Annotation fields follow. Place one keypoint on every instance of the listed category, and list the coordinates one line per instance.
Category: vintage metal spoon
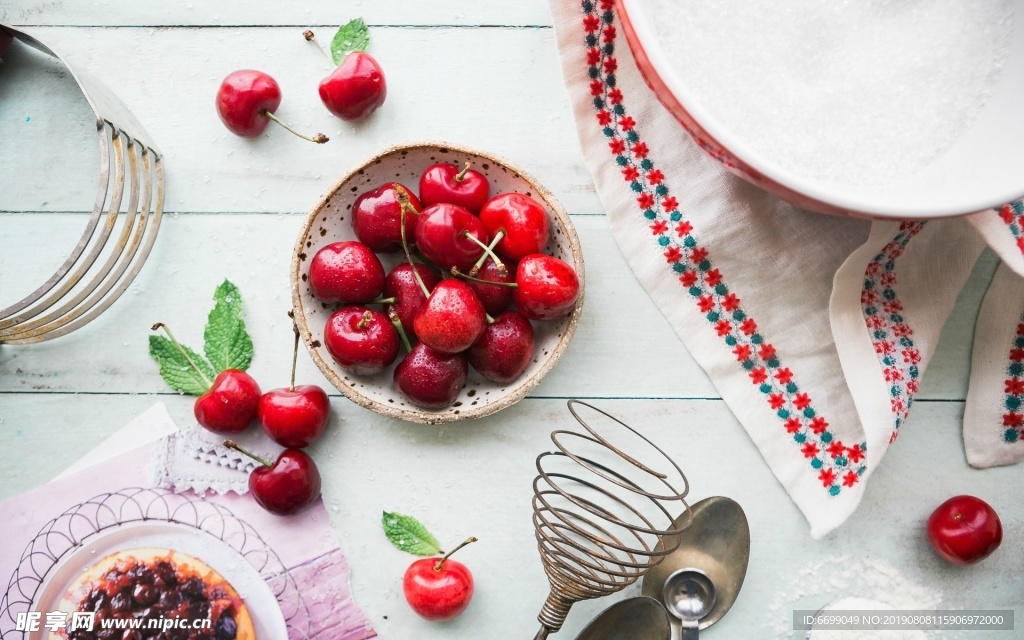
(689, 596)
(719, 544)
(637, 619)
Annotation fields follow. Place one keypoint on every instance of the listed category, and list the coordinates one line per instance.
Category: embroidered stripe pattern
(1013, 215)
(1013, 420)
(892, 337)
(836, 464)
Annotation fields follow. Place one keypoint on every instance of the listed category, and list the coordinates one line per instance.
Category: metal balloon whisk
(599, 514)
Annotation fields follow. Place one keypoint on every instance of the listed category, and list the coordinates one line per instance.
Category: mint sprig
(226, 344)
(175, 369)
(351, 37)
(409, 535)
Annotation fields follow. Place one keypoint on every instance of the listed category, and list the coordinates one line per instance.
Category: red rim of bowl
(736, 165)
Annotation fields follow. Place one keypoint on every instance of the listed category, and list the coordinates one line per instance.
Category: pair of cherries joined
(478, 256)
(248, 98)
(294, 417)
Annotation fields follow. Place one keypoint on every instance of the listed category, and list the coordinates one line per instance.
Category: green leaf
(176, 371)
(351, 37)
(409, 535)
(227, 344)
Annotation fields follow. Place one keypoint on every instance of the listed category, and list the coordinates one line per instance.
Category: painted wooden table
(484, 74)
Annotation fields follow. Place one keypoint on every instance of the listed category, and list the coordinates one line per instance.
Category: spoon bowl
(642, 619)
(718, 543)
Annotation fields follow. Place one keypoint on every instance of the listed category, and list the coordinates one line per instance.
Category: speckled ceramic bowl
(330, 221)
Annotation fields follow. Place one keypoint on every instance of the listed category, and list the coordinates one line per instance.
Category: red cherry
(284, 487)
(429, 378)
(546, 287)
(496, 298)
(355, 88)
(442, 236)
(452, 318)
(247, 100)
(377, 215)
(230, 403)
(435, 590)
(965, 529)
(505, 348)
(346, 271)
(360, 340)
(523, 220)
(445, 183)
(295, 417)
(401, 285)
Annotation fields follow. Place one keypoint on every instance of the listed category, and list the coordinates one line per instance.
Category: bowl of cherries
(435, 284)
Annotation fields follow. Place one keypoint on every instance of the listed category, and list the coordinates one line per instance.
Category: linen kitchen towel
(815, 330)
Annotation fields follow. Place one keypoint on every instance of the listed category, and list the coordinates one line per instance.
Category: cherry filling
(158, 591)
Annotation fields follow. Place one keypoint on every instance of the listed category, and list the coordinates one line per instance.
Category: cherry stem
(174, 341)
(404, 205)
(311, 38)
(469, 540)
(365, 321)
(320, 138)
(295, 357)
(488, 250)
(458, 273)
(396, 323)
(235, 445)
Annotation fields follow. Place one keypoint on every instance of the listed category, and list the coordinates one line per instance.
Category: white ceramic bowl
(983, 168)
(330, 221)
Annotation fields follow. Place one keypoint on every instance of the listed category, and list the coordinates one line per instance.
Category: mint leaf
(351, 37)
(409, 535)
(176, 371)
(226, 342)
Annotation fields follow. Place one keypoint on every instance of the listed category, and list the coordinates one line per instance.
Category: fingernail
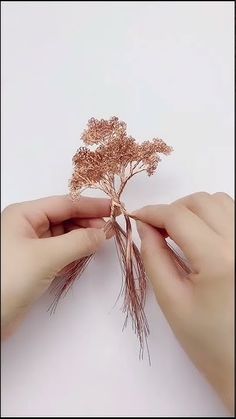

**TASK INSTRUCTIONS:** Retype each line above exactly and leave out any picture.

**RESPONSE AREA:**
Annotation fields follow. Place one keypoint on every instance of the listed category, and list the coordinates one line per instance.
Category: vintage metal spoon
(689, 596)
(719, 544)
(637, 619)
Annotation fields follow. Place one keypoint on every instance of the listed category, and list the coordinates one line per instance.
Category: embroidered stripe pattern
(1013, 215)
(1013, 420)
(892, 337)
(836, 464)
Annotation fields follow. Place one keypoint on every instance of the listed category, and list the coordinates one line per instance.
Category: metal balloon whisk
(599, 514)
Annotation fields follow. Place one keypoint on every instance of the listed category, and list the coordinates one line per instance.
Category: mint sprig
(226, 344)
(175, 369)
(351, 37)
(409, 535)
Annotation fields follow. Place one keypoint on every instance of the listed category, and list the coordinates one line per instance.
Category: red rim of bowl
(736, 165)
Annotation fields follow. Place one keypoint on every instance of the listed category, and list the coordinates one line per instance.
Category: pair of cherries joined
(478, 256)
(248, 98)
(294, 417)
Annotation fields follow. Place one keypoint on every instance of the listed category, and list the coordinates one line per instance.
Category: green leaf
(176, 371)
(351, 37)
(409, 535)
(227, 344)
Annotation fields follow. Place one keypoint on every instance of the listed category, and list the coordinates one line per instance.
Category: painted wooden table
(484, 74)
Annotation fields follow. Place one keypoint on every instance of the listed category, and list the coordinates one line per instance.
Category: spoon bowl
(642, 619)
(718, 543)
Annotation fields follow. Place one keypoint on every instance of the listed category, and list the coordinates one line per instance.
Category: speckled ceramic bowl
(330, 221)
Annotation fields follow. Place one keypoint on every instance of the listed category, and list the coordinates one line per instance.
Category: red cherry
(284, 487)
(429, 378)
(546, 287)
(496, 298)
(355, 88)
(442, 236)
(452, 318)
(247, 100)
(377, 215)
(230, 403)
(435, 590)
(965, 529)
(505, 348)
(346, 271)
(360, 340)
(523, 220)
(445, 183)
(295, 417)
(401, 285)
Annotation fields follow. Place one keypoint on every instance of the listed category, and list the coordinates one line per instance.
Category: bowl of cherries
(435, 284)
Annotation fields follow. Place one keypoint on every instance of the listed category, and list the coordinates one line per instance.
Category: linen kitchen towel
(815, 330)
Annotation fields follow. Place one keypoint on every instance of the listed category, and list the coordinates one line per instance.
Category: cherry filling
(158, 591)
Annotation fields follow. Place one keypoint on every instance of the listed category, and list the coordinates one line per instance.
Category: cherry stem
(174, 341)
(404, 205)
(311, 38)
(469, 540)
(365, 321)
(320, 138)
(295, 357)
(488, 250)
(458, 273)
(396, 323)
(235, 445)
Annotation fields follow. Place one keypoint on every instance of the listed category, and list the coordinates one line per instance.
Category: white ceramic bowl
(983, 168)
(330, 221)
Annotation fields follow. Place one keypoint on every instance of the listed category, and list the coordinates one line per instance.
Category: mint leaf
(351, 37)
(409, 535)
(176, 371)
(226, 342)
Annotation fields follow. Place one keypoint on every instance of the listed category, and list the coordinates one line per instance.
Category: fingernail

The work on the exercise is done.